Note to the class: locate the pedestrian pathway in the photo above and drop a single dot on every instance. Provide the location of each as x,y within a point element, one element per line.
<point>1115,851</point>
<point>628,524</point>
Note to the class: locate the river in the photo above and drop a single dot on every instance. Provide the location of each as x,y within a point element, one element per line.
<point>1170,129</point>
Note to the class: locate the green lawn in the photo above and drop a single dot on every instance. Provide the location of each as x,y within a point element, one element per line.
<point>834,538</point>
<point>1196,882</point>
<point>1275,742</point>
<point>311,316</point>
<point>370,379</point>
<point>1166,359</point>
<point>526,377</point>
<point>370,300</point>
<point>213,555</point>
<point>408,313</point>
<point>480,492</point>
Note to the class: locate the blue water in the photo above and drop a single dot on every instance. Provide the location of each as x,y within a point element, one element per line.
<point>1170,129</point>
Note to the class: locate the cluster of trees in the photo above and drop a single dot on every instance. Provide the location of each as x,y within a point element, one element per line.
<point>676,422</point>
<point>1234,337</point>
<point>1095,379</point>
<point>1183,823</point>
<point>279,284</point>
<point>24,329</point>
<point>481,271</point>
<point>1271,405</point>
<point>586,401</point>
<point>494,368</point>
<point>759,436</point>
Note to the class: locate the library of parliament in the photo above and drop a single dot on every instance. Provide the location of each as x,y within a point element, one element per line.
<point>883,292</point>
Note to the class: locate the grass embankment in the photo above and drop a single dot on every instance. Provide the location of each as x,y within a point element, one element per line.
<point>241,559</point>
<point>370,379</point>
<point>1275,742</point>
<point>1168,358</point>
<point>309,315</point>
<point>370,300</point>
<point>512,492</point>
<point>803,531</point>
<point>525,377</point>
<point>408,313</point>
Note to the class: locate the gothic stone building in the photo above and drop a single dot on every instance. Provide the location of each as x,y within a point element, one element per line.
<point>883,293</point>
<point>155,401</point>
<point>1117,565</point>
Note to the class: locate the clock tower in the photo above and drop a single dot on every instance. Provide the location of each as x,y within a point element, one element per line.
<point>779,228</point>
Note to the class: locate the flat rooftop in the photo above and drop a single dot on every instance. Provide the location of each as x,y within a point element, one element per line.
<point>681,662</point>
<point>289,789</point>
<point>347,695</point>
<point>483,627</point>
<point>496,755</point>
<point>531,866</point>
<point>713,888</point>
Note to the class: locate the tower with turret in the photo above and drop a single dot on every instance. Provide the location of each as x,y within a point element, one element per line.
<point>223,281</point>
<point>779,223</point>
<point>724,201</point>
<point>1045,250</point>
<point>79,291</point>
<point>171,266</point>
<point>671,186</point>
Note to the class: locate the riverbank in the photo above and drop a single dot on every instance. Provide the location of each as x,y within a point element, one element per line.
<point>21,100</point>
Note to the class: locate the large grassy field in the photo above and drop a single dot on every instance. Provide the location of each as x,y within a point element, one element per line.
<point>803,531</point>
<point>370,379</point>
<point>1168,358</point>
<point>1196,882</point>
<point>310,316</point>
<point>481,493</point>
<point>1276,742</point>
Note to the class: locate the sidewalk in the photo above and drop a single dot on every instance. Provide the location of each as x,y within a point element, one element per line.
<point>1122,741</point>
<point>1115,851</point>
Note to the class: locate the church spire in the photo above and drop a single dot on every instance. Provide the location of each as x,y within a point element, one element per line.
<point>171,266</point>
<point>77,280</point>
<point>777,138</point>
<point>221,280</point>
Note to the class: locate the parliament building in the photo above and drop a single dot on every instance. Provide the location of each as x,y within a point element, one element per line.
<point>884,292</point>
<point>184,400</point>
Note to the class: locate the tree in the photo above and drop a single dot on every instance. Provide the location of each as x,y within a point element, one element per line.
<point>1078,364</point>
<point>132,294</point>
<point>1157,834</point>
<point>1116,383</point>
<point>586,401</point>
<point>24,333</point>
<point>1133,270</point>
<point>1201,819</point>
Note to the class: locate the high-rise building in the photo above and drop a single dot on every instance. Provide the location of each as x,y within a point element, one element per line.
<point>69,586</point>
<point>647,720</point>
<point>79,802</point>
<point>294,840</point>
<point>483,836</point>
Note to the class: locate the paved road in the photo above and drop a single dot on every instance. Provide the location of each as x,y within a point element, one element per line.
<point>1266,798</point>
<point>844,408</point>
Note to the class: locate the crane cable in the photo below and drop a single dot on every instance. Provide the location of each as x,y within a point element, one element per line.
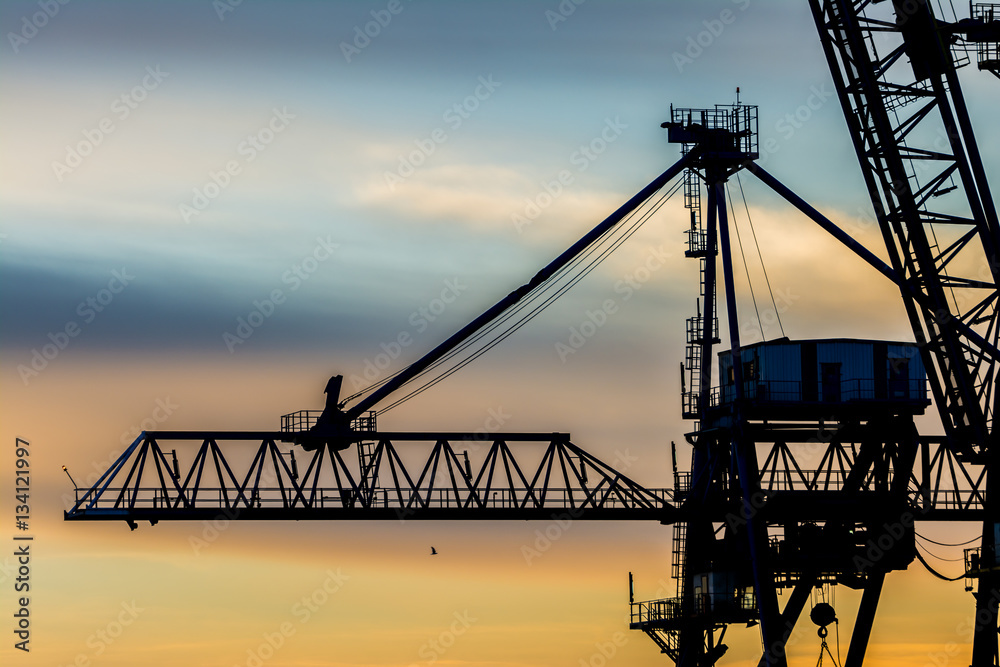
<point>538,292</point>
<point>763,266</point>
<point>549,283</point>
<point>945,544</point>
<point>746,267</point>
<point>935,572</point>
<point>935,556</point>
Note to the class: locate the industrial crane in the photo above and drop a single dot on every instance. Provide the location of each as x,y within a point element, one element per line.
<point>807,468</point>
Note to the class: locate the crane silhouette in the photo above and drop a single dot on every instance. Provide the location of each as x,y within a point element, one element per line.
<point>751,516</point>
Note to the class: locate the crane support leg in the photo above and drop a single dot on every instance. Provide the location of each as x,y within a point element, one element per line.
<point>984,642</point>
<point>793,608</point>
<point>865,619</point>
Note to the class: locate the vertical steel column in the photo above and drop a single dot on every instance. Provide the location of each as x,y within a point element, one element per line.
<point>865,619</point>
<point>745,454</point>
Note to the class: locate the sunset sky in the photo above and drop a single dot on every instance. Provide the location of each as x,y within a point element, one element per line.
<point>168,167</point>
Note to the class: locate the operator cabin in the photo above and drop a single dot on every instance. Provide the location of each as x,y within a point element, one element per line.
<point>805,379</point>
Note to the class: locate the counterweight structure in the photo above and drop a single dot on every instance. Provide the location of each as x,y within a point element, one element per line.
<point>807,469</point>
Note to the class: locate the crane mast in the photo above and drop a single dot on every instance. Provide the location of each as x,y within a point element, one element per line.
<point>895,73</point>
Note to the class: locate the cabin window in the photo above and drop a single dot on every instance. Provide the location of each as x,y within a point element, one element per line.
<point>899,378</point>
<point>831,382</point>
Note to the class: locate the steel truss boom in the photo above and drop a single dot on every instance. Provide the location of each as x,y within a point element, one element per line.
<point>252,478</point>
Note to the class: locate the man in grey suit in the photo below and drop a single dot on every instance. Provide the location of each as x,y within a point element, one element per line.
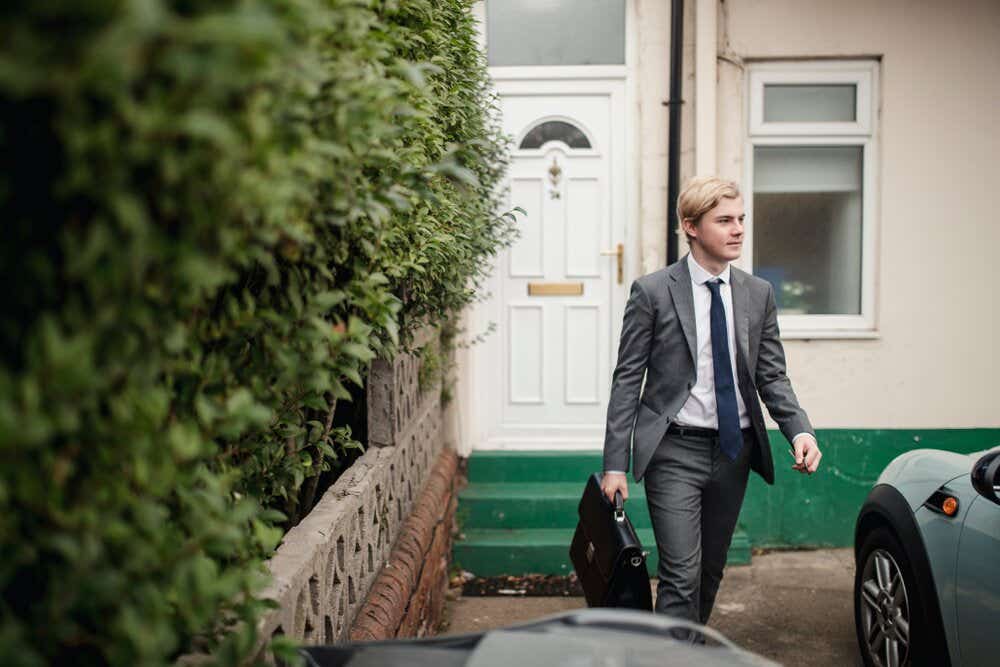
<point>705,335</point>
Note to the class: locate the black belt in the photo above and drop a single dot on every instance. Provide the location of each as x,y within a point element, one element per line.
<point>699,432</point>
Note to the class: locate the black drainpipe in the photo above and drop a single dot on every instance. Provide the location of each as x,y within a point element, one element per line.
<point>674,104</point>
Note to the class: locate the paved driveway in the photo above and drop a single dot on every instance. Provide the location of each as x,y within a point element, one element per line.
<point>794,607</point>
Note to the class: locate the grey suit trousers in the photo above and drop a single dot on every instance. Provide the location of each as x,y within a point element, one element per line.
<point>694,493</point>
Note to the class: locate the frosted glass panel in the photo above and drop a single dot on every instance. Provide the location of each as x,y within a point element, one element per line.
<point>807,226</point>
<point>571,135</point>
<point>555,32</point>
<point>796,103</point>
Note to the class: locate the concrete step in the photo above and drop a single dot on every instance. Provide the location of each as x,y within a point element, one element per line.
<point>488,552</point>
<point>541,466</point>
<point>517,505</point>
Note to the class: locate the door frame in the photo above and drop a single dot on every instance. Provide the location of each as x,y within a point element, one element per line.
<point>478,405</point>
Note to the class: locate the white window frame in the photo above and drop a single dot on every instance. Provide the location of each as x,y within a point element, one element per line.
<point>862,132</point>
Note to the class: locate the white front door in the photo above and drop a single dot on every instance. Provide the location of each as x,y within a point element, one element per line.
<point>556,294</point>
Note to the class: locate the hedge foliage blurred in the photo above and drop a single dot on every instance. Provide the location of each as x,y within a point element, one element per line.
<point>216,213</point>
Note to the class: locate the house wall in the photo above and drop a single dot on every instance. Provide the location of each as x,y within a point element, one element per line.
<point>934,361</point>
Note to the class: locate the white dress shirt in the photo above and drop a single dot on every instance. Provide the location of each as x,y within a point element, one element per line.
<point>699,409</point>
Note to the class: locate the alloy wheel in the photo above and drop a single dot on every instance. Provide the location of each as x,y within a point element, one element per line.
<point>885,610</point>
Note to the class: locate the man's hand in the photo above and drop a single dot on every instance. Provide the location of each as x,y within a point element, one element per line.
<point>807,454</point>
<point>614,481</point>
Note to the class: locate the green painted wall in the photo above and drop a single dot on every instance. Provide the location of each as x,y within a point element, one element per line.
<point>799,510</point>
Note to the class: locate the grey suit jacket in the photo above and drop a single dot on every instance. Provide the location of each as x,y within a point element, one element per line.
<point>658,339</point>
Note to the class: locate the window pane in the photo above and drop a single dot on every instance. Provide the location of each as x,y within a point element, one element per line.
<point>809,104</point>
<point>807,226</point>
<point>571,135</point>
<point>555,32</point>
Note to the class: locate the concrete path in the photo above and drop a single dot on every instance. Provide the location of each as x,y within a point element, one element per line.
<point>794,607</point>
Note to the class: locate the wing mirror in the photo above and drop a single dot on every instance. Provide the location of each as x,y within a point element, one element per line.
<point>986,475</point>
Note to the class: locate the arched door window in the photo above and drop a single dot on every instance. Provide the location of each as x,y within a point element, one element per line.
<point>555,130</point>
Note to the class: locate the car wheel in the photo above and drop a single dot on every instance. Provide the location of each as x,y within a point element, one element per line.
<point>887,605</point>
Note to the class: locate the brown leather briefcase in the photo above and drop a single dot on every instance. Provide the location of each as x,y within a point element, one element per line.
<point>606,553</point>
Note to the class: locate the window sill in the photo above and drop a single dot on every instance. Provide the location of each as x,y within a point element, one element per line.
<point>830,334</point>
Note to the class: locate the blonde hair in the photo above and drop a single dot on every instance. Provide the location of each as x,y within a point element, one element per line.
<point>701,194</point>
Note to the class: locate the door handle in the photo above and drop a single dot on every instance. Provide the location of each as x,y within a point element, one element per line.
<point>618,252</point>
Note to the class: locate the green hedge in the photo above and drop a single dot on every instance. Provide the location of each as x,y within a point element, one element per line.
<point>216,214</point>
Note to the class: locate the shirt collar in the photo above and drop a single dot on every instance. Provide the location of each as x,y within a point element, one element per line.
<point>701,275</point>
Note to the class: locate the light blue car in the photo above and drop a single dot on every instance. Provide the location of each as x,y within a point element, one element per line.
<point>927,551</point>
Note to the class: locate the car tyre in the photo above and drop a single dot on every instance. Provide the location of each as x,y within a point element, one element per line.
<point>888,610</point>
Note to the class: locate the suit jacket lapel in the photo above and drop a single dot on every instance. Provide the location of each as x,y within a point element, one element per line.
<point>741,313</point>
<point>680,293</point>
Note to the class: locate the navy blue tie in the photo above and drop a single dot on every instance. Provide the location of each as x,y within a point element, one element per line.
<point>730,436</point>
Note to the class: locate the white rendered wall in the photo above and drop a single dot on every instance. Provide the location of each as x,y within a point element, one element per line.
<point>935,363</point>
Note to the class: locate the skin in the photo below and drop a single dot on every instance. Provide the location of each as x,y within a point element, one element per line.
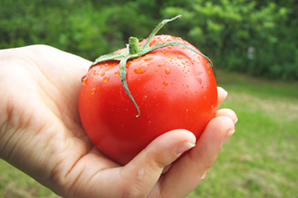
<point>41,134</point>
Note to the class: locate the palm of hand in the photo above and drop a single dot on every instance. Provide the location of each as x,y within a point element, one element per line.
<point>47,116</point>
<point>41,134</point>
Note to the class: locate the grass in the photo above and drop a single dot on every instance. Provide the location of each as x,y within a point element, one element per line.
<point>260,160</point>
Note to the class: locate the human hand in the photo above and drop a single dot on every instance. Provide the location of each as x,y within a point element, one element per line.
<point>41,134</point>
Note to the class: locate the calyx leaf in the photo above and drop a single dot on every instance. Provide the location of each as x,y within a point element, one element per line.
<point>134,51</point>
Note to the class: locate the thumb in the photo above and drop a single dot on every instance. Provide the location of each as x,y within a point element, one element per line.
<point>145,169</point>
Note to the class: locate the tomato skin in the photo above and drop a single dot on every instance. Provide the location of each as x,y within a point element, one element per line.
<point>174,88</point>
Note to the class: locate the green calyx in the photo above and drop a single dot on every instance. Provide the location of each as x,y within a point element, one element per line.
<point>134,51</point>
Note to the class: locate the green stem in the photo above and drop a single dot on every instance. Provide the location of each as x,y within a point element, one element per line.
<point>133,45</point>
<point>134,50</point>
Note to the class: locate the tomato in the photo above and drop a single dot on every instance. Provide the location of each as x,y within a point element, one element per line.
<point>172,87</point>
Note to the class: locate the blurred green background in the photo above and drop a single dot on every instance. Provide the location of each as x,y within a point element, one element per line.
<point>254,47</point>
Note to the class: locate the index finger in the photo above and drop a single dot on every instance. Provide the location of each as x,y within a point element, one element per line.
<point>222,94</point>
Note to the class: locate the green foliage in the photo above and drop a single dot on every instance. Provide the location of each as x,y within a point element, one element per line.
<point>224,30</point>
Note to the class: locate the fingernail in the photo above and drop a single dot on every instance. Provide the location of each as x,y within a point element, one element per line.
<point>236,121</point>
<point>183,147</point>
<point>228,135</point>
<point>205,175</point>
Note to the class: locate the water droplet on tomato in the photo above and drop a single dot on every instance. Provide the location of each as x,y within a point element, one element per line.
<point>106,79</point>
<point>145,97</point>
<point>93,91</point>
<point>140,69</point>
<point>168,71</point>
<point>199,79</point>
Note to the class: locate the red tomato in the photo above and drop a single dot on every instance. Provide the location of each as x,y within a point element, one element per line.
<point>173,87</point>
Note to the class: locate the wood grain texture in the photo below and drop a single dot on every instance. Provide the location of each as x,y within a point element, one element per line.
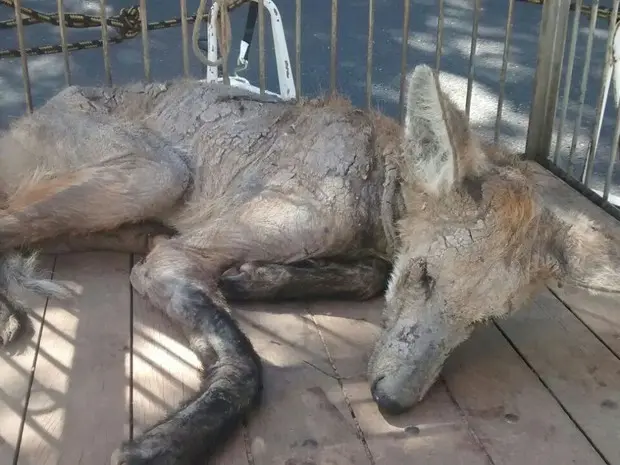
<point>304,418</point>
<point>433,433</point>
<point>510,411</point>
<point>582,373</point>
<point>78,407</point>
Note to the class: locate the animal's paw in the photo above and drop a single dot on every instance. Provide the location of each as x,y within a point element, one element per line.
<point>254,281</point>
<point>134,454</point>
<point>11,322</point>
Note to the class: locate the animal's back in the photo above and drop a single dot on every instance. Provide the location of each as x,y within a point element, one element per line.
<point>319,157</point>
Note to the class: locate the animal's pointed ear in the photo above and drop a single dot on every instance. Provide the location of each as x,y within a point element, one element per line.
<point>427,150</point>
<point>586,254</point>
<point>437,144</point>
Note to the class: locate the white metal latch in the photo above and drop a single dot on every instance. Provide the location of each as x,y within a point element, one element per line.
<point>283,62</point>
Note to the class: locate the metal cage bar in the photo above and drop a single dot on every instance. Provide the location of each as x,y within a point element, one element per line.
<point>553,34</point>
<point>553,28</point>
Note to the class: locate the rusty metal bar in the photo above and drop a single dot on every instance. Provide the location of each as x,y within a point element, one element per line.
<point>63,40</point>
<point>586,175</point>
<point>145,41</point>
<point>185,38</point>
<point>472,56</point>
<point>569,79</point>
<point>261,46</point>
<point>502,74</point>
<point>403,58</point>
<point>553,29</point>
<point>438,50</point>
<point>371,28</point>
<point>106,44</point>
<point>584,85</point>
<point>612,157</point>
<point>333,48</point>
<point>298,49</point>
<point>22,50</point>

### STATED GOAL:
Can you pull out, unchanged, the lines of the material between the one holding "Note to the class: locate the paved driveway" and the one holding "<point>694,493</point>", inclusive?

### REPLY TO THE TASK:
Note to the class: locate the paved driveway in the photo above and drop a single dot on every instance. Provide the location of each as x,y within a point element, one element per line.
<point>794,607</point>
Note to the class: locate the grey suit trousers in the photo above and drop a single dot on every instance. Provide the location of each as x,y within a point element, one element per line.
<point>694,493</point>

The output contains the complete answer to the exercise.